WRITTEN REQUEST —
Locate every line in the records below that contains the string "bumper", and copy each one. Matching is case-sensitive.

Entries from a dataset:
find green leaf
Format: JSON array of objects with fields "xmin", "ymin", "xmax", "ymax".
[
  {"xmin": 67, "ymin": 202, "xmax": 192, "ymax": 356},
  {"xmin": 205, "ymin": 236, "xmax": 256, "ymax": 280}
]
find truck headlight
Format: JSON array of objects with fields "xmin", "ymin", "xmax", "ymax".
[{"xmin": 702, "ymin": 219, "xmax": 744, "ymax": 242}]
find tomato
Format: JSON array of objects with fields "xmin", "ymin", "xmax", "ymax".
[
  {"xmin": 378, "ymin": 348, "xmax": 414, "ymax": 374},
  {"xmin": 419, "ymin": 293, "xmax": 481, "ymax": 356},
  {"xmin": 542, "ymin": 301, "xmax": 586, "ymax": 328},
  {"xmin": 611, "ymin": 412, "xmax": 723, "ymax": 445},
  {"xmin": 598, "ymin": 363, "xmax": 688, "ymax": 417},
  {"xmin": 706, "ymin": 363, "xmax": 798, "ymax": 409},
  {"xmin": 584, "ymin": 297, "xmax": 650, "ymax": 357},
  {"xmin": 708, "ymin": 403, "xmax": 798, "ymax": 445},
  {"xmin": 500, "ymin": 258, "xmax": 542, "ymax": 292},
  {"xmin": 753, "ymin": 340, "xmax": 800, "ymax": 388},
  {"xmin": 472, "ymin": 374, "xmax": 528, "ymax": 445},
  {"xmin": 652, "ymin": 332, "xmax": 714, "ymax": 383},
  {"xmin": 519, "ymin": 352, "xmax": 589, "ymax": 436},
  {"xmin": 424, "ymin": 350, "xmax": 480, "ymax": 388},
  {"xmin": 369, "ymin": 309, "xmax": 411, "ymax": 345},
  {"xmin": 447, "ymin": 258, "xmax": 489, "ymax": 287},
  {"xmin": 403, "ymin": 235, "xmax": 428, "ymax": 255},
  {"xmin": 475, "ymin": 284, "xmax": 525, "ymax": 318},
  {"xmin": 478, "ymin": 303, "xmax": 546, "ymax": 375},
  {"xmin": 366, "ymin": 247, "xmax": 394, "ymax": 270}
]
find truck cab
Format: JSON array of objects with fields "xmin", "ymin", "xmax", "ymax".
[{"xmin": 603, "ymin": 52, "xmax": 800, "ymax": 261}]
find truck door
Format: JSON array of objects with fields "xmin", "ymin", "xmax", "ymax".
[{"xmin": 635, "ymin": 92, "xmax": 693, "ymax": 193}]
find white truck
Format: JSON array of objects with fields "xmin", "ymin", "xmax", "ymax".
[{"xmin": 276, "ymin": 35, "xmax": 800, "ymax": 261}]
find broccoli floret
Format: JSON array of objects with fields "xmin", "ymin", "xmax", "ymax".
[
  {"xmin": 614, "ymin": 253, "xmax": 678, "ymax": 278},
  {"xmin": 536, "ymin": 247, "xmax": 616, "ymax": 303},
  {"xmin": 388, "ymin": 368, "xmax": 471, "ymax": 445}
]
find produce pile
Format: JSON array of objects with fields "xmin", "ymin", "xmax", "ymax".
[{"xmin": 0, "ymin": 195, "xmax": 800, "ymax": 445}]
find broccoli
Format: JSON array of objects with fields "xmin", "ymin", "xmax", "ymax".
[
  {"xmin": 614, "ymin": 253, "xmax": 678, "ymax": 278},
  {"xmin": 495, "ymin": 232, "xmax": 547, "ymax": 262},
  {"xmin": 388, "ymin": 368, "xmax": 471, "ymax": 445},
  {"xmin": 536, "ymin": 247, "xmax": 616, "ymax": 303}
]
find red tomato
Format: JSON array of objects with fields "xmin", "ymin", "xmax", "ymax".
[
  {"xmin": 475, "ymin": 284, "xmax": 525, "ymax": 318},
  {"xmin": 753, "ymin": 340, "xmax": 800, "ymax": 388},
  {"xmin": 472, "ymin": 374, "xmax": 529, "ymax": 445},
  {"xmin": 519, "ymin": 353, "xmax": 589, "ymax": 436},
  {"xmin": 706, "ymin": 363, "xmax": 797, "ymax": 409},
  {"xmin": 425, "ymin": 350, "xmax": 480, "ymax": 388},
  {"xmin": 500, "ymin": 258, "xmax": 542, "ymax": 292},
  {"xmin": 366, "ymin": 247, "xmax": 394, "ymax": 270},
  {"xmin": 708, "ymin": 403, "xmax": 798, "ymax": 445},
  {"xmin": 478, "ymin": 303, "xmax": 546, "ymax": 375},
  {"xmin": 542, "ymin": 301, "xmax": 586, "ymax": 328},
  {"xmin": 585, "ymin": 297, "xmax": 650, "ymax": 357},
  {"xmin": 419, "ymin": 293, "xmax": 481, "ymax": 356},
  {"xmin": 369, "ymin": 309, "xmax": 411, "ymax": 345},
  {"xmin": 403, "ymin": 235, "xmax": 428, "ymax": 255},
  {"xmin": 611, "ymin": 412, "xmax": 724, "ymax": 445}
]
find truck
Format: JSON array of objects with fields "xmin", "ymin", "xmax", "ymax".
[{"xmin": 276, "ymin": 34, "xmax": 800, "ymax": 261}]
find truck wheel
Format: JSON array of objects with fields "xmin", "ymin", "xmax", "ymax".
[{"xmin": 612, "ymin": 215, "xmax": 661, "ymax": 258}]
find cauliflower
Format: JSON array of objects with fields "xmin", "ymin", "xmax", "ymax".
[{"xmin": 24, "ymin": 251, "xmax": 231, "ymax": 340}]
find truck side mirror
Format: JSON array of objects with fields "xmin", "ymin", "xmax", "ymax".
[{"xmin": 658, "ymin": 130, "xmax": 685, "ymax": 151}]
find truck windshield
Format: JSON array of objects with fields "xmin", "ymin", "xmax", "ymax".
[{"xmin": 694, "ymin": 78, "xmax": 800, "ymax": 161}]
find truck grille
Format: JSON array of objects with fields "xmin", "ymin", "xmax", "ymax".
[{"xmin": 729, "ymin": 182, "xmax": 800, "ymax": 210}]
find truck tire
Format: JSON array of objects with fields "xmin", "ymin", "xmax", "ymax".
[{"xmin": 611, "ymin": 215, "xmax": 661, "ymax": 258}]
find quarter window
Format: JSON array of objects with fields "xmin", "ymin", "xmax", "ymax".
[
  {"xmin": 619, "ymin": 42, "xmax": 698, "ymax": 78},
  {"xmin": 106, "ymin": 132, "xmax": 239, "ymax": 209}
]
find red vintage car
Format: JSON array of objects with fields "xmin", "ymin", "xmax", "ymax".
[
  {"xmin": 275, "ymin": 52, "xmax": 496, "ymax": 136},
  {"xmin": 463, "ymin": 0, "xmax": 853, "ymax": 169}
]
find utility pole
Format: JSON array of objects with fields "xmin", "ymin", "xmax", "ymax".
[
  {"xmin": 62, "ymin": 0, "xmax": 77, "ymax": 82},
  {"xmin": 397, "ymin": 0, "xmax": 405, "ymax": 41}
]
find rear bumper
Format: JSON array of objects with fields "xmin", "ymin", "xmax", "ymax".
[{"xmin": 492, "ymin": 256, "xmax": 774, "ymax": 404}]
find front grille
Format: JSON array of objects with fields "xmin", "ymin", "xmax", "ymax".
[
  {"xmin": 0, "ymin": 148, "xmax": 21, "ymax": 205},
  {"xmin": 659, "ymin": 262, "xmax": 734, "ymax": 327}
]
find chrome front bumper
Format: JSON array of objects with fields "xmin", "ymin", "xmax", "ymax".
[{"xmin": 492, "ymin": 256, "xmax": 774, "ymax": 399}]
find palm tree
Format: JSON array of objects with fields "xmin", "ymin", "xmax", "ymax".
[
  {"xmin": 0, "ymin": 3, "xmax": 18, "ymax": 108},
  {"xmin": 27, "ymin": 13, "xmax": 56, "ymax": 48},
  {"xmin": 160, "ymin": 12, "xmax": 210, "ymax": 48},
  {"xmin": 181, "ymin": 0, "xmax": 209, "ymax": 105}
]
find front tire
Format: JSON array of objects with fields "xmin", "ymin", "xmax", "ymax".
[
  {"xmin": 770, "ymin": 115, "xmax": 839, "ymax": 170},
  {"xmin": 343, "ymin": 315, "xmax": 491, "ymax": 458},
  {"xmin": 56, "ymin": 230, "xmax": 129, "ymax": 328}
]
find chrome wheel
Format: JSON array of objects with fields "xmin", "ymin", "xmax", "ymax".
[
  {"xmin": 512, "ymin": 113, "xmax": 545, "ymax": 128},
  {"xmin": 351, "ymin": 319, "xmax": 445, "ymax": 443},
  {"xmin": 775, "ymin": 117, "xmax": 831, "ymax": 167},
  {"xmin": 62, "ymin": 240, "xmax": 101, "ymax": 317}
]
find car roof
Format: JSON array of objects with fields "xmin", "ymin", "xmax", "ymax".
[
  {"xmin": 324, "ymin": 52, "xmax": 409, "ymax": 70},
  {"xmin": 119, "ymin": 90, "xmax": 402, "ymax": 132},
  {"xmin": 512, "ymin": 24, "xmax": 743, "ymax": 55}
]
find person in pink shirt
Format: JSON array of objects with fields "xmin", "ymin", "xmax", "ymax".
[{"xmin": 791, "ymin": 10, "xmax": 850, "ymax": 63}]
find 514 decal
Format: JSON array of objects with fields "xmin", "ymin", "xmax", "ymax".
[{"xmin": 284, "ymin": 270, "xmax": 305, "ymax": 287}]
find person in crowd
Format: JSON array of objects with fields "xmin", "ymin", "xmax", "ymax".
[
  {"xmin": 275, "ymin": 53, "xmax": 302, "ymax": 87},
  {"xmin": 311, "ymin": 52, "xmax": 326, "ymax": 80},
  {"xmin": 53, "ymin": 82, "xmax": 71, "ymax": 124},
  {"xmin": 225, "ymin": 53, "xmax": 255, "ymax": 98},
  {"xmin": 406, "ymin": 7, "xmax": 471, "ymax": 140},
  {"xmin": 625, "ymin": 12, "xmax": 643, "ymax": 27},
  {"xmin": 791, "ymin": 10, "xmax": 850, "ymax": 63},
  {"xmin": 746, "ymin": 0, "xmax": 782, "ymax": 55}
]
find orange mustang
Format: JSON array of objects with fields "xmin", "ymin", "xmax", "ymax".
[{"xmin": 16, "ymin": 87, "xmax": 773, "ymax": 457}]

FINAL ANSWER —
find rear bumper
find chrome front bumper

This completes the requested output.